++++ EXERCISE PASSAGE

His debilitating back pain forced him to quit seminary, give up coaching his son's little league team, and basically left him homebound and unable to move. Perhaps worst of all, he could no longer work. Without his income, he and his wife Becky, who home-schools their four children, are faced with possibly losing their house. 

"It has just been a nightmare and a headache at every turn," Becky said. 

Joe Needs Surgery

Joe's doctor told him surgery called radio-frequency ablation would put him back to work. Being self-employed, Joe purchased health insurance through the Obamacare exchange. He was basically happy with his insurance company, especially because they indicated they would pay for Joe's surgery. However, before Joe was able to get the procedure, his insurance company dropped out of Obamacare. 

"We were with Aetna. We had had Aetna for only a year," Joe explained, "We had been under Coventry the year before. Every year in the policy someone backs out, so you have to find a new insurer." 

Unfortunately, his new insurance company refuses to pay for Joe's surgery. 

No Insurance Options

That insurance company is the only one left on the exchange, so what they say, goes. Joe and Becky don't have any choice. 

Health care policy expert Betsy McCaughey, author of Beating Obamacare, says Joe isn't the only one forced to submit to just one insurance company on the exchange.

"That's true in at least a third of the counties in the United States," she said, "Because Obamacare, this law, the Affordable Care Act, is in a death spiral. And by that I mean that the insurers are fleeing because they can't make money. They've lost about three billion dollars a year, industry-wide, trying to sell these unpopular plans and so they're leaving."

Surgery vs. Pain Pills

Although Joe's new insurance company won't cover his surgery, it will pay for pills to treat his back pain. 

"But the opioids, all of them that I've been on," Joe explains, "I've developed habit-forming tendencies, or what we call addiction. You start to get attached to the drug and your body starts to crave it." 

McCaughey echoed Joe's concerns. "Certainly that's not the right approach," she said, "Especially in view of the opioid crisis in this country. We've already seen the results of that approach."

Joe says the pills cause addiction, personality changes, lethargy and perhaps worst of all, prevent him from providing for his family. "I can't function. I can't drive, I can't go anywhere," he said.

That's why Joe and Becky are still holding on to the prospect of surgery.

++++++++

--- WORK ITEM A ---
In the article on Joe's back pain, what surgery did Joe's doctor say would put him back to work?
--- WORK ITEM B ---
Rewrite the article on Joe's back pain between "Joe Needs Surgery" and "to pay for Joe's surgery.", inclusive, renaming "insurance company" to "carrier".

++++ DATASET EXCERPTS

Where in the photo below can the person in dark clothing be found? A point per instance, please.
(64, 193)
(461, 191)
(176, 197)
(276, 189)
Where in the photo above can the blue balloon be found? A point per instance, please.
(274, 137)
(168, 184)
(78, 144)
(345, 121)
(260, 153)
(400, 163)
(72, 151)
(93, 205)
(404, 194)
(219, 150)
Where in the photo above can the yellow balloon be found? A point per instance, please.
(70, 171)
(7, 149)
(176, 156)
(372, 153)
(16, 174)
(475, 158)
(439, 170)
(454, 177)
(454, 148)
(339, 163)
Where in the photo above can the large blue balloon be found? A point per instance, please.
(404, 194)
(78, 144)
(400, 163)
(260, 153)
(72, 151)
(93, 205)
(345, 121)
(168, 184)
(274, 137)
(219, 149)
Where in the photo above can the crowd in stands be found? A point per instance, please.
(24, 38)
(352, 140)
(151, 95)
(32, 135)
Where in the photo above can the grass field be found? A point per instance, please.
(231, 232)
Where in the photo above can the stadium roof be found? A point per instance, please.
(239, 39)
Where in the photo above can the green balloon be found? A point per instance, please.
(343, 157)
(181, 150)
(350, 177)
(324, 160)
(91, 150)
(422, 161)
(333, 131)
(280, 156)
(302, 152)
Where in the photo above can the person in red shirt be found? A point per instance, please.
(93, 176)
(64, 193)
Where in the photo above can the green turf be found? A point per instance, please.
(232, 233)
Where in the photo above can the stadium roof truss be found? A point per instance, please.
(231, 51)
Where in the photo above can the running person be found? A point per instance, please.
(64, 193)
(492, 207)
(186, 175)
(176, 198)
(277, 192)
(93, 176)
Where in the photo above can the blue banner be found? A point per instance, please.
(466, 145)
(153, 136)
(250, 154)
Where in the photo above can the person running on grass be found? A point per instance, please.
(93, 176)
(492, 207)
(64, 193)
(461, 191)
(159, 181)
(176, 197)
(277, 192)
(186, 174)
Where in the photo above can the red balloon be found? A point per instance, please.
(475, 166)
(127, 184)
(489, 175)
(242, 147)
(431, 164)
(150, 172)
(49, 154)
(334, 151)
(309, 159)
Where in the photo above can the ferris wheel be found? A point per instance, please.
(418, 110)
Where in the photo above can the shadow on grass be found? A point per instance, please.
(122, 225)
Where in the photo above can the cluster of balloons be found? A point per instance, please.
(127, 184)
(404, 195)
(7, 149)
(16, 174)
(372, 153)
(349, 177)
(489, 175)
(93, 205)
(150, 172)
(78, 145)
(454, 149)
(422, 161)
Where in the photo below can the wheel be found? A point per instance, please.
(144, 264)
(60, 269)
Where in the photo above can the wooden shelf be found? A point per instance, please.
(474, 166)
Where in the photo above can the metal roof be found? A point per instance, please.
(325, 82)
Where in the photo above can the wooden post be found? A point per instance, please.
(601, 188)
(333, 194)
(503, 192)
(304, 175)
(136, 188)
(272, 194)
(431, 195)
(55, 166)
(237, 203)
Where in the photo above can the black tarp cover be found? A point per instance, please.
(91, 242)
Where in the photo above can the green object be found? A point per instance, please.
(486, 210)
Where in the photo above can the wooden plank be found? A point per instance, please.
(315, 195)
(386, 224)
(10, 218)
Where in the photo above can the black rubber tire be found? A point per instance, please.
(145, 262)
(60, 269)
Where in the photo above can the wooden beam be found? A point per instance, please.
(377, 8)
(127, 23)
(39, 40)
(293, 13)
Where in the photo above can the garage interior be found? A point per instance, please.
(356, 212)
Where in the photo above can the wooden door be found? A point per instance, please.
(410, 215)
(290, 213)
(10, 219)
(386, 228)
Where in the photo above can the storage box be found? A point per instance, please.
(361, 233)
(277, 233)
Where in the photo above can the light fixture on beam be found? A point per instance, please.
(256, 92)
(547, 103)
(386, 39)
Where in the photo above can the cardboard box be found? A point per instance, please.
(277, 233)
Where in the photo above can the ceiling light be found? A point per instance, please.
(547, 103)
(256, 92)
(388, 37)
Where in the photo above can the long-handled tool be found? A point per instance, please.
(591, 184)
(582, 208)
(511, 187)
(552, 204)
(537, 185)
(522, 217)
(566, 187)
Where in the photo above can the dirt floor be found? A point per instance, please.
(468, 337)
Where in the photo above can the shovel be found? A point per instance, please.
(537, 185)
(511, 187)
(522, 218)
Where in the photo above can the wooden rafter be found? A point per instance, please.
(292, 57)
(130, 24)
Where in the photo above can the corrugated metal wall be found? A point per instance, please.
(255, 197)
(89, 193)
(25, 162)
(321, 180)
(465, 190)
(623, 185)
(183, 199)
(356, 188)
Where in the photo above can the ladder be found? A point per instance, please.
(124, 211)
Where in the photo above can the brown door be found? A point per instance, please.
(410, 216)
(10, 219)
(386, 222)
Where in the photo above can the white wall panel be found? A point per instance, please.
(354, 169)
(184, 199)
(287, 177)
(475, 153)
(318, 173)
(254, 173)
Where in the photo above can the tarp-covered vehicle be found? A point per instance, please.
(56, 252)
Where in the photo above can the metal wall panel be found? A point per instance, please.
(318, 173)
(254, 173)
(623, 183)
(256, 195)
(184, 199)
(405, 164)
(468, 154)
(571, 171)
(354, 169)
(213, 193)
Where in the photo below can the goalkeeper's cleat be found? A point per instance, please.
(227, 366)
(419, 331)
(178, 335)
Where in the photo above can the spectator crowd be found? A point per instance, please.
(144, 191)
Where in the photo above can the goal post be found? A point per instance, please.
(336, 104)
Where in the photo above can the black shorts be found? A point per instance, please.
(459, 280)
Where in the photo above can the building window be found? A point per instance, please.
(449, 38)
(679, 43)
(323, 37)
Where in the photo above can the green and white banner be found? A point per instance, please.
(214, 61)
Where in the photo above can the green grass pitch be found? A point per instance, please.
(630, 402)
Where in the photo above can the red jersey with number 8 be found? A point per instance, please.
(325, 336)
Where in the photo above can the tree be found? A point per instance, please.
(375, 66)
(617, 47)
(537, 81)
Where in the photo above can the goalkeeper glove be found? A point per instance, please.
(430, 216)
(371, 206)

++++++++

--- EXERCISE SOLUTION A ---
Radio-frequency ablation.

--- EXERCISE SOLUTION B ---
Joe Needs Surgery

Joe's doctor told him surgery called radio-frequency ablation would put him back to work. Being self-employed, Joe purchased health insurance through the Obamacare exchange. He was basically happy with his carrier, especially because they indicated they would pay for Joe's surgery. However, before Joe was able to get the procedure, his carrier dropped out of Obamacare. 

"We were with Aetna. We had had Aetna for only a year," Joe explained, "We had been under Coventry the year before. Every year in the policy someone backs out, so you have to find a new insurer." 

Unfortunately, his new carrier refuses to pay for Joe's surgery.